-- What the task asks --
Report every line below that contains the word "with", copying each such line in full. Case counts.

-- Data supplied --

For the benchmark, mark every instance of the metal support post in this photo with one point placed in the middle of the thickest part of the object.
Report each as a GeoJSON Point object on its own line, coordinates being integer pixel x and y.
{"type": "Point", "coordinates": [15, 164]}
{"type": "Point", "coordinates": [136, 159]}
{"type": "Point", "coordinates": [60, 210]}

==

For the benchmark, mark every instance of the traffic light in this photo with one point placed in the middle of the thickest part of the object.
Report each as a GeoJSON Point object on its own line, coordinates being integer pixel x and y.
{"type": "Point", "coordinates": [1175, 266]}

-- Response for this exercise --
For the benchmark, mark every instance of the metal support post in this photo with one point placed in the middle of the thickest part of the object.
For the benchmark, mark every instance of the traffic light in this photo with one point placed in the middle of the thickest part of the object.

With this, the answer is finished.